**SHORT TASK A:** In the entries, from the first line to the line with "[598,544,651,613]", swap "blue shirt" for "navy shirt" and write those lines out again with nothing else altered.

**TEXT:**
--------
OnSafari: Mara & Maasai

OnSafari: Mara & Maasai

JimMaasaiOur three days of game viewing in the Maasai Mara proved this is the most exciting place to experience extraordinary drama in Kenya.

Hippo Feast
Hippo Feast

Many of the best wildernesses of East Africa are inextricably linked to the Maasai people. The three days of exciting game viewing in Kenya’s Maasai Mara impressed me especially for the simple fact that local Maasai have allowed this wild and wooly place to continue to exist.

Our nights at Governor’s Camp were not peaceful. Screaming baboon, howling hyaena, fighting elephant, roaring lion and grunting leopard even woke me, and some of my clients were actually concerned their first night or two.

As throughout all of northern Tanzania and very southern Kenya, there are too many elephant, and too many means more fights among them, day and night. We suffered two mock charges, one by a collared male that had been relocated after harassing residents of Nairobi.
--------
**SOURCE MATERIAL:**
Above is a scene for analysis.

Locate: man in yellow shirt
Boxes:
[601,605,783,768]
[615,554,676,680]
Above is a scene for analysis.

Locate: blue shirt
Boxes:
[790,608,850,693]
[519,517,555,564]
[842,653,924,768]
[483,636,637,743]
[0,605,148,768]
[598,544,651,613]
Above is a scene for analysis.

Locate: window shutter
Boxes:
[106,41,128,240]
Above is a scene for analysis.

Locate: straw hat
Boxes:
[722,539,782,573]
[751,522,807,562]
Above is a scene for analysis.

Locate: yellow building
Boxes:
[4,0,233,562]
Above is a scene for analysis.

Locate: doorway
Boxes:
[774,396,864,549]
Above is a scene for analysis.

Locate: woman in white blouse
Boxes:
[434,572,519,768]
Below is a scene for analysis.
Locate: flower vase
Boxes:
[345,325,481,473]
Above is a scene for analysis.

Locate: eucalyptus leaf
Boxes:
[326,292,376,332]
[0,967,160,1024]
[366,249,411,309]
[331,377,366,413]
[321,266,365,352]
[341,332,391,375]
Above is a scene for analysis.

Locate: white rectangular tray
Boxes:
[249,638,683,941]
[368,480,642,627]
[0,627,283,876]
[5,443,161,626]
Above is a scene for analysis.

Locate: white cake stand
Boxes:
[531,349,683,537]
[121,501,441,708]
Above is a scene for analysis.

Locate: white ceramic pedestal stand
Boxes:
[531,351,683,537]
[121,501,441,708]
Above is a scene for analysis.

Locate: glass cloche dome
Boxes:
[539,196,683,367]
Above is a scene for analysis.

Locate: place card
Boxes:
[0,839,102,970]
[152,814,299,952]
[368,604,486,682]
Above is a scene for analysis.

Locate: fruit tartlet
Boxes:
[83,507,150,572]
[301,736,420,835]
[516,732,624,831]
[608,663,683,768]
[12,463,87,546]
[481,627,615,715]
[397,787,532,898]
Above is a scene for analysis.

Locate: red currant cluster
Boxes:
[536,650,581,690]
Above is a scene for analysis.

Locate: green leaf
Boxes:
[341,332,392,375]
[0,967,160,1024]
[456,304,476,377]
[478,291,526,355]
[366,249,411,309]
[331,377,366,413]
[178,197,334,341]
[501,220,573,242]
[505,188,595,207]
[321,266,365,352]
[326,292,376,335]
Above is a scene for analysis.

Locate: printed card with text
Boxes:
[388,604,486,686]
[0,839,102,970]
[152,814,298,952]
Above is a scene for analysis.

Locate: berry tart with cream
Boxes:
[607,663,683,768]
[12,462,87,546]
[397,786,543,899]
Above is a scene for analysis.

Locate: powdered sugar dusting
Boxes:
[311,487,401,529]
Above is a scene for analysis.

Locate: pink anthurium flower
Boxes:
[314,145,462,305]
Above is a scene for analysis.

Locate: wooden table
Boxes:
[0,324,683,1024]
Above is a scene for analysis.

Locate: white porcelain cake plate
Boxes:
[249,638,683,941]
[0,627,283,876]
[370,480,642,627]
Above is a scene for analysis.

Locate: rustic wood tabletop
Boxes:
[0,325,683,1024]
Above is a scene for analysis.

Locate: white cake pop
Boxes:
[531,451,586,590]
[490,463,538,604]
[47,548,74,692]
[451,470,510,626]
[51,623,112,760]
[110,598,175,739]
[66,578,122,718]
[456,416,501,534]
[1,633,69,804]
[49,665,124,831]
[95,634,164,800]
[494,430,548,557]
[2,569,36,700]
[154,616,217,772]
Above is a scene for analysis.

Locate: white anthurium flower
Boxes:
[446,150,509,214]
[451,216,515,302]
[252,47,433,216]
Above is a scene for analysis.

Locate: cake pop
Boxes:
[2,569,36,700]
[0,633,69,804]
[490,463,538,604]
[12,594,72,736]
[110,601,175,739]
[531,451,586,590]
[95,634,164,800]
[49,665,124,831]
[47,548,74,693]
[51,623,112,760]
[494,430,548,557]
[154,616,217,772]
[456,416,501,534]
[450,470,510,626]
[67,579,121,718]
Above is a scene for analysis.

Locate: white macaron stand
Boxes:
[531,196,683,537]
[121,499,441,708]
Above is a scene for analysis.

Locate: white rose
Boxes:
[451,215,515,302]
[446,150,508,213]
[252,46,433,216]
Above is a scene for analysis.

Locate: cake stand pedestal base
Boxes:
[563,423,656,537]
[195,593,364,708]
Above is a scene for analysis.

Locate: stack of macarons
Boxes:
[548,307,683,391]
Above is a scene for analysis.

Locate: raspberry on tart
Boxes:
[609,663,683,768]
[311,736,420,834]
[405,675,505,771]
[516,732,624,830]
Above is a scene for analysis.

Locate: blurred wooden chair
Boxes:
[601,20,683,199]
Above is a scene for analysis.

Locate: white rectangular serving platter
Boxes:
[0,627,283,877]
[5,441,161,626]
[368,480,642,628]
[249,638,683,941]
--------
**SHORT TASK B:** Give back the passage of the Maasai Mara text from "JimMaasaiOur three days" to "continue to exist.", copied word for word.

**WRITTEN RESPONSE A:**
Above is a scene for analysis.

Locate: man in yellow shirt
Boxes:
[601,605,783,768]
[615,554,676,680]
Above is a scene for analysis.

Locate: navy shirt
Boxes:
[790,608,850,693]
[519,517,555,564]
[842,653,924,768]
[483,636,637,743]
[0,605,148,768]
[598,544,651,613]

**WRITTEN RESPONSE B:**
JimMaasaiOur three days of game viewing in the Maasai Mara proved this is the most exciting place to experience extraordinary drama in Kenya.

Hippo Feast
Hippo Feast

Many of the best wildernesses of East Africa are inextricably linked to the Maasai people. The three days of exciting game viewing in Kenya’s Maasai Mara impressed me especially for the simple fact that local Maasai have allowed this wild and wooly place to continue to exist.